TIDMLOGP
RNS Number : 9569V
Lansdowne Oil & Gas plc
07 December 2023
The information contained within this announcement is deemed by
the Company to constitute inside information as stipulated under
the retained EU law version of the Market Abuse Regulations (EU)
No. 596/2014 ("MAR"). Upon the publication of this announcement via
Regulatory Information Service ("RIS"), this inside information is
now considered to be in the public domain. If you have any queries
on this, then please contact Steve Boldy, the Chief Executive
Officer of the Company (responsible for arranging release of this
announcement).
7 December 2023
Lansdowne Oil & Gas plc
("Lansdowne" or the "Company")
Firm and Conditional Placing to raise GBP200,000
Lansdowne Oil & Gas plc (AIM: LOGP), is pleased to announce
that it has placed:
-- 40,000,000 new ordinary shares of 0.1 pence each (the "Firm
Placing Shares"), conditional on admission of the Firm Placing
Shares to trading on AIM (but not, for the avoidance of doubt,
conditional upon the issue of the Conditional Placing Shares);
and
-- 160,000,000 new ordinary shares of 0.1 pence each (the
"Conditional Placing Shares" and, together with the Firm Placing
Shares, the "Placing Shares"), conditional on, inter alia, the
passing of certain resolutions (the "Resolutions") at the
forthcoming general meeting of the Company to be held at the
offices of Tavira Financial Limited, 13(th) Floor, 88 Wood Street,
London EC2V at 10 a.m., on 29 December 2023 (the "GM"),
in each case, at a placing price of 0.1 pence per Placing Share
(the "Placing Price") (the "Placing"). Tavira Financial Limited ("
"Tavira" or "TFL") acted as broker to the Placing.
The proceeds of the Placing will be used to meet the Company's
expected working capital requirements through to the end of June
2024.
Company Update
As previously reported the Company is currently looking to
defend its rights through arbitration under the Energy Charter
Treaty in respect of the Barryroe Lease Undertaking
Application.
On 18 September 2023 the Company announced it had received a
letter from the Irish State Solicitors Office indicated that a
representative of the DECC would be prepared to meet with the
Company. The Company has responded seeking to set up such a
meeting, but this has yet to be arranged.
Accordingly, the Company is continuing discussions with
potential litigation funders with a view to their appointment ahead
of pursuing damages from the Irish Government for breach of terms
under the Energy Charter Treaty. Proceeds from the Placing will
enable the Company to progress these discussions and updates will
be provided as appropriate. The balance of the proceeds will be
applied to general working capital and ensure the Company can
remain a going concern until the end of June 2024, by which point
the Company expects to have made substantial progress in these
endeavours.

----

ASSIGNMENT A
In the Lansdowne placing announcement, what is the placing price per Placing Share?
ASSIGNMENT B
Reproduce word for word the part of the Lansdowne placing announcement starting at "Company Update" and ending at "Application.".
ASSIGNMENT C
Write what comes next in the Lansdowne placing announcement, picking up after its final sentence.
The rows that follow are separate material, unrelated to the Lansdowne placing announcement.

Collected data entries
----

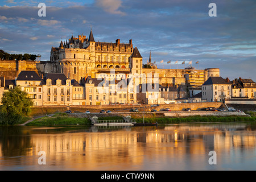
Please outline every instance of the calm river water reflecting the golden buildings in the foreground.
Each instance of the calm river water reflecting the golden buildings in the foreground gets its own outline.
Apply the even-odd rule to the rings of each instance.
[[[0,170],[255,169],[252,122],[0,127]]]

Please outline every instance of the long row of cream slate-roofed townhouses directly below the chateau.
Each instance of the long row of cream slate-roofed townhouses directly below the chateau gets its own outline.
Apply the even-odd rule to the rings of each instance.
[[[47,73],[41,78],[34,71],[22,71],[15,80],[0,77],[0,84],[0,97],[6,90],[20,86],[34,100],[34,106],[164,104],[187,96],[179,86],[137,85],[132,78],[107,80],[88,76],[77,82],[64,73]]]

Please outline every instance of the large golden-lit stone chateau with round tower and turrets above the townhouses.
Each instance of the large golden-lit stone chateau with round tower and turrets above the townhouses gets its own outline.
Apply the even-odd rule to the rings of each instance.
[[[210,76],[220,76],[218,68],[158,69],[156,64],[151,63],[151,52],[147,63],[151,68],[143,68],[143,57],[139,49],[133,47],[131,39],[129,43],[120,43],[120,39],[114,43],[96,42],[92,30],[89,38],[85,35],[74,38],[72,35],[69,40],[61,41],[59,47],[52,47],[51,59],[47,64],[42,72],[64,73],[77,82],[88,76],[107,80],[121,80],[129,78],[129,75],[143,75],[146,79],[148,76],[156,76],[159,77],[159,84],[163,86],[188,87],[191,96],[194,95],[193,91],[201,90],[201,85]],[[142,78],[138,84],[143,84]]]

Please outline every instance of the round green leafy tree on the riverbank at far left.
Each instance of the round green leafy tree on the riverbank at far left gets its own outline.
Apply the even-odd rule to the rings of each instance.
[[[18,123],[24,115],[28,115],[33,106],[33,101],[28,98],[27,92],[16,86],[3,93],[0,121],[5,125]]]

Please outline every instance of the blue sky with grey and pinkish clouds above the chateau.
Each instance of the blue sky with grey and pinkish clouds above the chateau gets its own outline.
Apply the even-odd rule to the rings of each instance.
[[[216,17],[208,14],[212,2]],[[38,16],[39,3],[46,4],[46,17]],[[256,82],[255,12],[255,0],[3,0],[0,49],[49,60],[61,39],[89,36],[92,28],[96,41],[133,39],[143,62],[151,50],[158,68],[184,68],[192,61],[199,69],[220,68],[224,78]]]

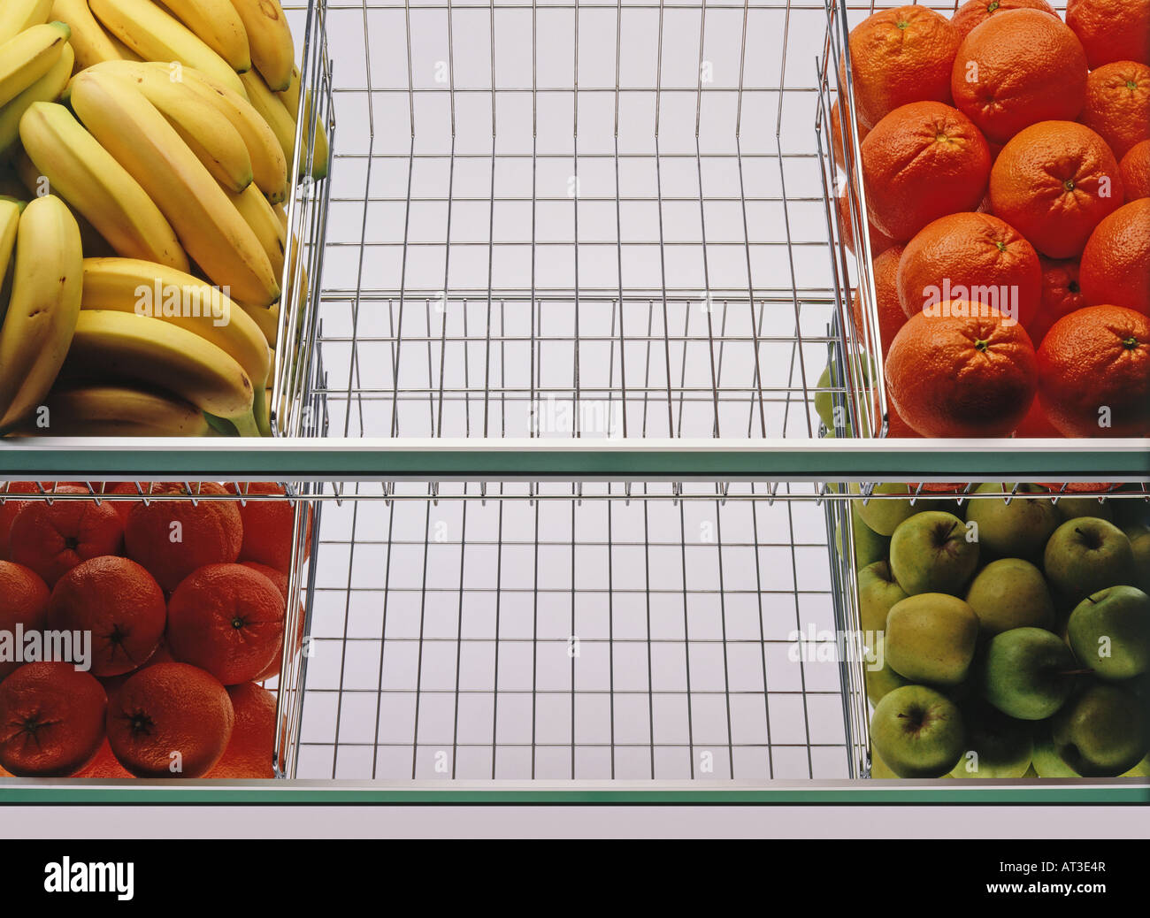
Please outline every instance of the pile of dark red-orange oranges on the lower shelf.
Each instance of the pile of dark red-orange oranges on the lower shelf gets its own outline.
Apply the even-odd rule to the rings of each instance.
[[[275,777],[275,697],[258,682],[279,672],[294,511],[256,499],[279,485],[248,492],[202,499],[228,495],[204,483],[195,500],[5,502],[0,629],[89,634],[91,648],[0,663],[0,774]]]

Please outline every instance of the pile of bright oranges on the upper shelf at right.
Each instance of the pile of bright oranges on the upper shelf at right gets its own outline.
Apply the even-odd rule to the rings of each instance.
[[[881,350],[889,416],[928,437],[1150,435],[1150,0],[1071,0],[1065,21],[1046,0],[904,6],[849,51],[880,329],[858,299],[851,323]]]

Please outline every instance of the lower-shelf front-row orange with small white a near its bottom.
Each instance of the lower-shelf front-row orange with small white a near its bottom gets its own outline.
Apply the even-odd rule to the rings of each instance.
[[[137,778],[202,778],[223,756],[235,722],[215,676],[160,663],[136,673],[108,705],[108,742]]]

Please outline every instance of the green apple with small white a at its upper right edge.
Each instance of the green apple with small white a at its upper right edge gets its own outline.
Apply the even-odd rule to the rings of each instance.
[[[915,513],[890,538],[890,569],[908,596],[949,592],[958,596],[979,566],[979,543],[952,513]]]

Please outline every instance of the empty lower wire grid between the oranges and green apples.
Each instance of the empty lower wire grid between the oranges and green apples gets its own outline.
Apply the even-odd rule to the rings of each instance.
[[[822,508],[739,495],[329,505],[297,775],[846,777],[838,667],[788,656],[835,628]]]

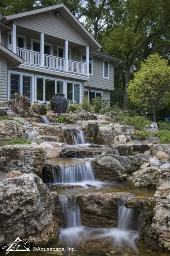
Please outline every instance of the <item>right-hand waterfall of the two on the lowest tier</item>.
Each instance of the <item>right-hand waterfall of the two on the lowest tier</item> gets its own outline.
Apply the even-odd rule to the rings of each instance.
[[[118,201],[118,230],[134,230],[134,209],[128,209],[124,203],[128,197],[119,198]]]

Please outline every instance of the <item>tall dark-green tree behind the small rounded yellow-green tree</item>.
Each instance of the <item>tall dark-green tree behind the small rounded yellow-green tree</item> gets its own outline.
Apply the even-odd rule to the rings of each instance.
[[[170,34],[170,0],[119,0],[122,21],[115,22],[103,43],[108,54],[125,60],[124,106],[135,62],[147,58]],[[116,12],[116,10],[115,10]],[[119,12],[120,13],[120,12]]]

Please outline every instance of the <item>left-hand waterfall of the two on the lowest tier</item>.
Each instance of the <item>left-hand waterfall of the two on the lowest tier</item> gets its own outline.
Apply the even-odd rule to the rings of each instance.
[[[61,227],[81,226],[81,214],[76,195],[59,196],[61,212]]]

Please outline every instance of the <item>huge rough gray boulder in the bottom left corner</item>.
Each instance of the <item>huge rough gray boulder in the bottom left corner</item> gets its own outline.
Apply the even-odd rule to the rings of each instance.
[[[37,175],[1,179],[0,202],[0,245],[17,236],[38,246],[58,239],[53,197]]]

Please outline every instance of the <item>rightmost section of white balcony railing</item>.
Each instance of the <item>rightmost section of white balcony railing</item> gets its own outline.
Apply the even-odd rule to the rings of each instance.
[[[87,64],[68,60],[68,71],[79,75],[87,75]]]

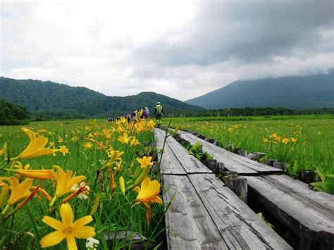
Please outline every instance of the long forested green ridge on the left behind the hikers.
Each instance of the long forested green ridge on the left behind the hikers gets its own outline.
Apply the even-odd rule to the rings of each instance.
[[[70,87],[56,82],[15,80],[6,77],[0,77],[0,98],[26,106],[32,113],[49,111],[89,116],[124,115],[145,106],[153,112],[157,101],[163,104],[167,112],[204,110],[154,92],[142,92],[125,97],[106,96],[85,87]]]

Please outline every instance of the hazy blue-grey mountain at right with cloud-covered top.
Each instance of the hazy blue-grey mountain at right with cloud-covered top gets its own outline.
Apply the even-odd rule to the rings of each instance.
[[[333,108],[334,70],[327,75],[237,80],[185,101],[203,108],[284,107]]]

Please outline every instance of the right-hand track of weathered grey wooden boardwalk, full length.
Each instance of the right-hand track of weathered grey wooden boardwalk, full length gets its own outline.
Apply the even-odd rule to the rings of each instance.
[[[203,150],[247,178],[248,199],[278,218],[299,236],[299,249],[334,249],[334,196],[315,192],[308,185],[267,165],[230,153],[187,132],[181,137],[201,142]],[[254,166],[256,165],[256,168]],[[259,170],[264,166],[264,171]],[[256,173],[252,172],[256,171]],[[274,175],[275,173],[276,175]],[[248,176],[247,176],[248,175]],[[249,176],[256,175],[256,176]]]

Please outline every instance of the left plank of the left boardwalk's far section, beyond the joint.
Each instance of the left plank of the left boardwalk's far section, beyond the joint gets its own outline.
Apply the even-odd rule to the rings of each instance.
[[[161,150],[163,147],[163,140],[165,137],[158,130],[154,130],[154,137],[156,138],[156,147]],[[162,157],[161,157],[162,156]],[[161,159],[160,171],[163,174],[186,175],[183,166],[171,151],[168,143],[165,144],[163,154],[159,151],[158,160]]]

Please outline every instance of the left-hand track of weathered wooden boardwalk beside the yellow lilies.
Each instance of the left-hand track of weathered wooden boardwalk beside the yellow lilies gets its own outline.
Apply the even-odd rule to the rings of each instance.
[[[156,129],[156,145],[163,146]],[[161,154],[159,154],[159,159]],[[291,249],[205,165],[168,137],[162,155],[168,249]]]

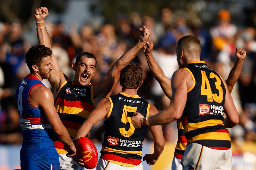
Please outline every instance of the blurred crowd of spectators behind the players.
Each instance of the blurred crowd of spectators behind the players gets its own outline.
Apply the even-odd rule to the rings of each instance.
[[[151,29],[149,41],[154,43],[153,55],[167,77],[178,69],[176,60],[176,42],[184,35],[195,35],[200,39],[201,59],[217,71],[224,80],[236,61],[236,47],[247,52],[241,75],[231,93],[240,123],[229,129],[232,141],[237,144],[244,141],[256,142],[256,18],[253,26],[241,27],[231,21],[230,12],[221,9],[216,14],[216,24],[210,28],[195,19],[188,21],[184,15],[173,12],[170,8],[159,11],[158,20],[150,15],[140,16],[133,12],[128,17],[119,17],[116,25],[103,23],[100,27],[90,24],[79,26],[73,22],[69,32],[61,21],[46,20],[46,27],[52,41],[52,50],[59,60],[61,70],[73,77],[71,64],[77,54],[90,52],[97,58],[97,71],[91,82],[103,78],[110,66],[131,46],[138,42],[138,28],[145,25]],[[215,21],[214,21],[215,22]],[[34,28],[35,29],[35,24]],[[27,28],[28,26],[26,26]],[[21,144],[22,134],[19,125],[18,110],[15,102],[15,90],[18,82],[29,74],[24,63],[24,54],[35,45],[24,34],[25,25],[19,20],[0,21],[0,144]],[[36,34],[34,35],[36,38]],[[134,62],[141,64],[144,70],[143,87],[138,95],[148,100],[160,111],[170,104],[159,83],[154,79],[146,62],[143,51],[140,51]],[[48,88],[48,80],[44,80]],[[121,92],[118,85],[113,94]],[[163,125],[165,140],[176,142],[176,122]],[[89,138],[94,142],[102,141],[104,133],[103,120],[94,125]],[[147,140],[152,140],[148,133]]]

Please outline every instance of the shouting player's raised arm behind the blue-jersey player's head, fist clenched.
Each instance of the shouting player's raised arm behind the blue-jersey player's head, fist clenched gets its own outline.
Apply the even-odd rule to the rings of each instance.
[[[52,49],[50,37],[46,30],[45,22],[44,22],[45,18],[48,15],[49,15],[49,12],[46,7],[40,7],[35,9],[34,11],[34,17],[37,24],[38,43]],[[57,58],[54,56],[54,54],[52,55],[52,57],[53,57],[54,70],[52,70],[51,72],[51,78],[49,79],[49,82],[52,86],[53,94],[55,95],[58,92],[60,85],[67,79],[67,77],[60,70],[59,62]]]

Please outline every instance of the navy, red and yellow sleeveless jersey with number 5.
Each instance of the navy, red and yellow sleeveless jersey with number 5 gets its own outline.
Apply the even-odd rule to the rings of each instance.
[[[132,124],[134,112],[148,116],[150,103],[138,95],[119,93],[109,97],[111,107],[105,117],[105,134],[102,144],[101,158],[124,165],[129,161],[142,158],[142,143],[148,127],[135,129]],[[122,159],[125,158],[125,159]],[[123,162],[123,163],[121,163]]]

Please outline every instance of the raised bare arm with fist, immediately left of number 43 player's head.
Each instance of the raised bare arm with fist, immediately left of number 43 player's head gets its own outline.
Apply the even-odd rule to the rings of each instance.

----

FINAL ANSWER A
0.1 pence per Placing Share.

FINAL ANSWER B
Company Update
As previously reported the Company is currently looking to
defend its rights through arbitration under the Energy Charter
Treaty in respect of the Barryroe Lease Undertaking
Application.

FINAL ANSWER C
As announced on 20 September 2023, the Company has been
designated as an AIM Rule 15 Cash Shell with effect from that date.
As an AIM Rule 15 Cash Shell, the Company is required to make an
acquisition, or acquisitions, which constitutes a reverse takeover
under Rule 14 of the AIM Rules (including seeking re-admission
under the AIM Rules) within six months of 20 September 2023. In the
event that the Company does not complete a reverse takeover under
AIM Rule 14 by 20 March 2024 or seek re-admission to trading on AIM
as an investing company (either being a "Re-admission
Transaction"), the Company's ordinary shares would be suspended
from trading pursuant to Rule 40 of the AIM Rules. Thereafter, if a
Re-admission Transaction has not been completed within a further
six-month period, admission to trading on AIM of the Company's
ordinary shares would be cancelled.
The Firm Placing
The Firm Placing Shares will be issued pursuant to the Company's
existing share allotment and pre-emption disapplication authorities
granted to the directors by shareholders at the annual general
meeting of the Company held on 9 August 2023.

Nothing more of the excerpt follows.